+++ Source information +++
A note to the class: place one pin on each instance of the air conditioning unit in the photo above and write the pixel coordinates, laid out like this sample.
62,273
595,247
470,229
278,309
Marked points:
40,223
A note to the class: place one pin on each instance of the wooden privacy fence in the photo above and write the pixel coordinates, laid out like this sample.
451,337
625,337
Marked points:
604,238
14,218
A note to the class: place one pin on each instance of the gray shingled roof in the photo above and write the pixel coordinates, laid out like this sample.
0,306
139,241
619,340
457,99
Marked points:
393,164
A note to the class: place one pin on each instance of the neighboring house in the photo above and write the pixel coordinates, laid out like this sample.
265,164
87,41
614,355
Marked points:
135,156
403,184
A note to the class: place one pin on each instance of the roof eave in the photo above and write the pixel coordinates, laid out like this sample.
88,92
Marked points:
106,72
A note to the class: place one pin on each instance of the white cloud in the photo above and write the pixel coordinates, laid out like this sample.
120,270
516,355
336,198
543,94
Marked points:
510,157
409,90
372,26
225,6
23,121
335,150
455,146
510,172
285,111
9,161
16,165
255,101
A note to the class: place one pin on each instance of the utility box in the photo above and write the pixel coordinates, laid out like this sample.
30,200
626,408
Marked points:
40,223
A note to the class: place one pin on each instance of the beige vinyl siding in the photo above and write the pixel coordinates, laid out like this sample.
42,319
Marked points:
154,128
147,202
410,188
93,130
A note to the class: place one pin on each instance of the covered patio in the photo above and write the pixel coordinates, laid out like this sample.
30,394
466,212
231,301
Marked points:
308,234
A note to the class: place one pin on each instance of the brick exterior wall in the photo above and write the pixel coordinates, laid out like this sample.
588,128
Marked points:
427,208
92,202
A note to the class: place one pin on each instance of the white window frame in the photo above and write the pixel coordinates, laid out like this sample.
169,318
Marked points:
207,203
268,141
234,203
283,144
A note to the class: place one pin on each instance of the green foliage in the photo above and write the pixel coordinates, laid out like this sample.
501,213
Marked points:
+++
### What the task requires
From the records above, pull every line that has the string "white" and copy it.

### Output of the task
A note to the class: place one pin on each instance of the white cloud in the photo above and write the pixel coordinates, laid out like this sample.
A note to the class: place one pin on each instance of the white window frame in the photo above and write the pixel coordinates, laid out like this sample.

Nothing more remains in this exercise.